Source passage
━━━━━━━━━━━━━━━━━━━━━━━━━━━━━━

# New wheels on the Goat today!



## BustersJudge (May 26, 2007)

Put these on today and snapped a few pics with my phone. Hopefully I can get some better pics with a real camera soon and post more. What do you guys think?


----------



## Rukee (Feb 8, 2007)

They look real nice!! :cheers


----------



## Sloop_John_B (Mar 22, 2008)

I would make a comment but I am too busy eating a Sweet Onion Chicken Teriyaki Sandwich from Subway:willy:


----------



## NJG8GT (Nov 14, 2007)

they look very nice......chrome and black always looks nice together....Good choice of rims!!!:cheers


----------



## Nizidramanii'yt (Feb 3, 2007)

Looks sharp!


----------



## SPICERED2006 (Oct 7, 2007)

It's a very nice look!:cheers


----------



## stimeybob (Jan 10, 2007)

Very nice choice, looks great!


----------



## Aramz06 (Mar 2, 2008)

Nice wheels, thats one stealthy GTO! :cheers


----------



## ricekiller848 (Oct 24, 2007)

Where did u get the side marker lights? Home made or order it?


----------



## FASTKNIGHT05 (Sep 17, 2008)

━━━━━━━━━━━━━━━━━━━━━━━━━━━━━━

(Entries drawn from a collection)
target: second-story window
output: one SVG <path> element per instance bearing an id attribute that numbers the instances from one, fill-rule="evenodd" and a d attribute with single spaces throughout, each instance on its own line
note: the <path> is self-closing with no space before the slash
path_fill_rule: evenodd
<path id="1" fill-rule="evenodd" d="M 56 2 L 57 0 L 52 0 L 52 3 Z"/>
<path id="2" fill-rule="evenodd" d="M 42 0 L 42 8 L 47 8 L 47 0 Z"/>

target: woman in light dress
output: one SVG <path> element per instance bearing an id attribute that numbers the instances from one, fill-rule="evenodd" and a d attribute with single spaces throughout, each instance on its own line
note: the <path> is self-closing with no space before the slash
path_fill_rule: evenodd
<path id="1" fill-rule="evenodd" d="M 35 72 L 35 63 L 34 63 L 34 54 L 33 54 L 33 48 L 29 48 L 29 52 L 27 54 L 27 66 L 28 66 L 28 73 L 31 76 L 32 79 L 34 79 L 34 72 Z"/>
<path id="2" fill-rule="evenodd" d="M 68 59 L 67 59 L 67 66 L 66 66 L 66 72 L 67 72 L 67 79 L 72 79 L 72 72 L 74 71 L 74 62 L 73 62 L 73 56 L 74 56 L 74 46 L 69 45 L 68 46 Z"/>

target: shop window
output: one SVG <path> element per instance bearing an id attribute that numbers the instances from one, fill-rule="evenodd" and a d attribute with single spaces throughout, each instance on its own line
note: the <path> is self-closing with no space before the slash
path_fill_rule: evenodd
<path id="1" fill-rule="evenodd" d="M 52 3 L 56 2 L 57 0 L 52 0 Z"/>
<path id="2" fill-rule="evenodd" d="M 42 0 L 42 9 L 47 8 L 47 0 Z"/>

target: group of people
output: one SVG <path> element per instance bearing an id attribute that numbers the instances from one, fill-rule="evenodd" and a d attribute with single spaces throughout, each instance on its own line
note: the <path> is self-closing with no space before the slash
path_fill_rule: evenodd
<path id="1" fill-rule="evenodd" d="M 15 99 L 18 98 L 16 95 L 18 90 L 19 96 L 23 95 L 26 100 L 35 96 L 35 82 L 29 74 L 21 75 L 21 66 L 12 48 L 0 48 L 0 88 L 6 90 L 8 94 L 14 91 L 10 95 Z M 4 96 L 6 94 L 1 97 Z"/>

━━━━━━━━━━━━━━━━━━━━━━━━━━━━━━

The problem
Please state which two colors, according to the forum thread, always look nice together. The data above is not needed.

Reply to the exercise
Chrome and black.